== 任务记录 ==
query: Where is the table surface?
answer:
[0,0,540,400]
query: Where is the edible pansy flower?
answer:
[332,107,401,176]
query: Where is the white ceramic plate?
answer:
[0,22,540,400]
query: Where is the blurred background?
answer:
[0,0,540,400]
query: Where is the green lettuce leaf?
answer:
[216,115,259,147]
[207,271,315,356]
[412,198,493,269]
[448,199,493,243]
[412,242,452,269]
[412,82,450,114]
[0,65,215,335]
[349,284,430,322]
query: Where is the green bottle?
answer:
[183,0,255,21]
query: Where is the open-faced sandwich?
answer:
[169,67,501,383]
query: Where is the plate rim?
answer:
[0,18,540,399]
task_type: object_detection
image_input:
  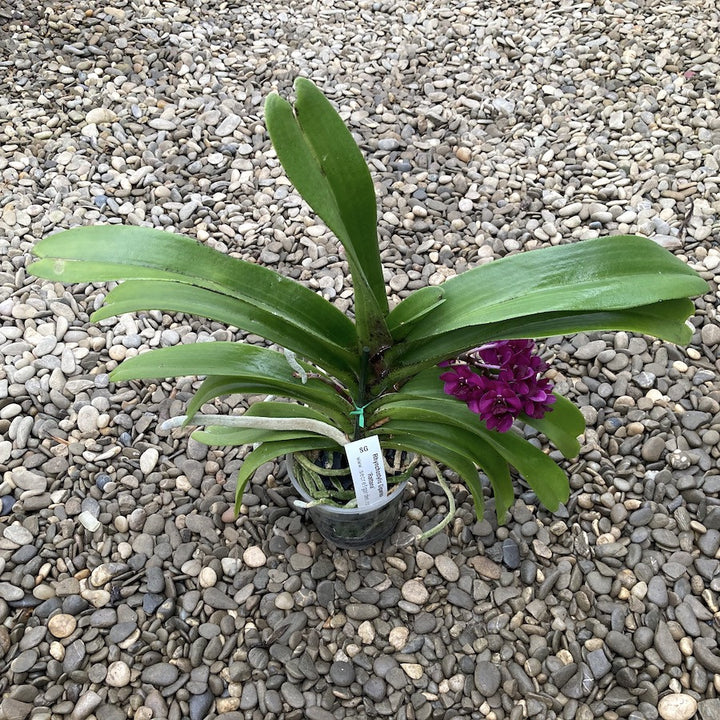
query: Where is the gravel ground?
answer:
[0,0,720,720]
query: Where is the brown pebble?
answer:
[48,613,77,638]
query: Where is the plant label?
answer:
[345,435,387,510]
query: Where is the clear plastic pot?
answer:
[285,455,407,550]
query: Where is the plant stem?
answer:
[353,345,370,440]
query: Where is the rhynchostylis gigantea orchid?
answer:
[30,78,706,519]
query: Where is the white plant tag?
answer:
[345,435,387,509]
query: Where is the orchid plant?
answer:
[30,78,706,520]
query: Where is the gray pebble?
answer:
[330,660,355,687]
[473,660,501,697]
[140,662,180,687]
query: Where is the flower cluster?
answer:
[440,340,555,432]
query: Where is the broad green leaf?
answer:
[386,296,694,386]
[379,428,484,519]
[28,225,357,372]
[110,342,350,428]
[235,435,333,515]
[393,235,708,340]
[388,366,585,458]
[191,425,318,447]
[91,280,357,384]
[483,422,570,512]
[265,78,389,351]
[521,393,585,459]
[186,375,353,434]
[188,400,350,445]
[387,287,444,341]
[373,397,569,510]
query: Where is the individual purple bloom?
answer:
[440,365,480,402]
[468,377,523,432]
[440,340,555,432]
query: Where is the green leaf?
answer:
[91,280,357,385]
[29,225,357,372]
[387,287,444,341]
[521,393,585,459]
[371,392,569,511]
[235,435,333,515]
[192,400,349,445]
[378,427,484,519]
[388,366,585,458]
[386,298,694,386]
[191,425,318,447]
[110,342,351,428]
[186,375,354,434]
[265,78,389,351]
[483,430,570,512]
[394,235,708,340]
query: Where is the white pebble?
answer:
[140,448,160,475]
[243,545,267,568]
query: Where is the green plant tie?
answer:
[350,403,370,428]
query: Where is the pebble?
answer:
[47,613,77,639]
[140,662,180,687]
[473,660,502,697]
[243,546,267,568]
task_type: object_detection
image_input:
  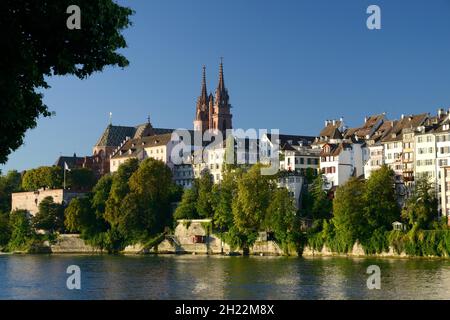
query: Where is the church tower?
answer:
[194,61,233,135]
[210,59,233,135]
[194,66,210,133]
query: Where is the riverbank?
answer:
[0,254,450,300]
[5,234,449,260]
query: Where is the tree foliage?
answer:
[0,0,132,163]
[402,177,438,230]
[196,172,214,218]
[32,197,64,233]
[22,166,64,191]
[8,210,35,251]
[0,171,22,213]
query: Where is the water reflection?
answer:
[0,255,450,299]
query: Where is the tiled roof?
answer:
[113,133,172,159]
[267,133,316,147]
[382,113,428,142]
[95,124,174,147]
[319,121,341,137]
[54,155,84,168]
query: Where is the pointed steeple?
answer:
[216,57,229,108]
[218,57,225,91]
[200,65,208,103]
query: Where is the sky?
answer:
[0,0,450,172]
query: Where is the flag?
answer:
[64,162,70,171]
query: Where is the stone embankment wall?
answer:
[49,234,102,253]
[302,243,408,258]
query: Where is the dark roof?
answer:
[382,113,428,142]
[267,133,316,147]
[113,133,176,159]
[54,154,84,168]
[95,123,174,147]
[319,120,341,137]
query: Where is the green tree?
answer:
[232,164,273,253]
[212,168,243,233]
[0,0,132,163]
[265,188,299,252]
[22,166,64,191]
[363,165,400,233]
[0,212,11,251]
[333,178,366,252]
[0,171,22,213]
[32,197,64,232]
[174,187,198,220]
[8,210,35,250]
[64,197,97,235]
[196,172,214,218]
[402,177,438,230]
[302,175,333,220]
[67,168,96,191]
[119,158,173,241]
[105,159,139,228]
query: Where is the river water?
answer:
[0,255,450,300]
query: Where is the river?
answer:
[0,255,450,300]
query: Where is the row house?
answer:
[381,113,428,186]
[192,137,259,183]
[364,120,396,179]
[315,113,386,189]
[110,133,194,188]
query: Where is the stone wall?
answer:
[302,243,407,258]
[11,189,84,216]
[50,234,102,253]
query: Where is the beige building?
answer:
[11,189,84,216]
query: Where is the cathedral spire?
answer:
[218,57,225,91]
[200,65,208,104]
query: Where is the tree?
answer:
[64,197,97,235]
[92,174,113,224]
[8,210,34,250]
[0,212,11,249]
[119,158,173,240]
[0,171,22,213]
[363,165,400,233]
[67,168,96,191]
[333,178,366,252]
[212,167,243,233]
[232,164,273,252]
[105,159,139,228]
[22,166,64,191]
[0,0,132,163]
[265,188,298,250]
[197,172,214,218]
[302,175,333,220]
[32,197,64,232]
[174,187,198,220]
[402,177,438,230]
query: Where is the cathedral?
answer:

== 任务说明 ==
能否把从含有“query: Where is the dark roof?”的那一行起、到含有“[200,65,208,104]”的那一行止的这部分重写一遍，将其中的“river”改为“stream”，其余一字不改？

== 本题结果 ==
query: Where is the dark roof?
answer:
[382,113,428,142]
[267,133,316,147]
[113,133,176,159]
[54,154,84,168]
[95,123,174,147]
[319,120,341,137]
query: Where is the green tree?
answer:
[232,164,273,253]
[212,168,243,233]
[0,0,132,163]
[265,188,299,252]
[22,166,64,191]
[363,165,400,233]
[0,212,11,251]
[333,178,366,252]
[0,171,22,213]
[32,197,64,232]
[174,187,198,220]
[8,210,35,250]
[64,197,97,235]
[196,172,214,218]
[402,177,438,230]
[302,175,333,220]
[67,168,96,191]
[119,158,173,241]
[105,159,139,228]
query: Where is the stream water?
answer:
[0,255,450,300]
query: Where is the stream?
answer:
[0,255,450,300]
query: Where is the row house?
answer:
[381,113,428,186]
[192,137,259,183]
[364,120,396,179]
[315,113,386,189]
[110,133,194,188]
query: Where is the stone wall?
answer:
[302,243,407,258]
[11,189,84,216]
[50,234,102,253]
query: Where is the beige building?
answer:
[11,189,84,216]
query: Where is the cathedral spire?
answer:
[218,57,225,91]
[200,65,208,104]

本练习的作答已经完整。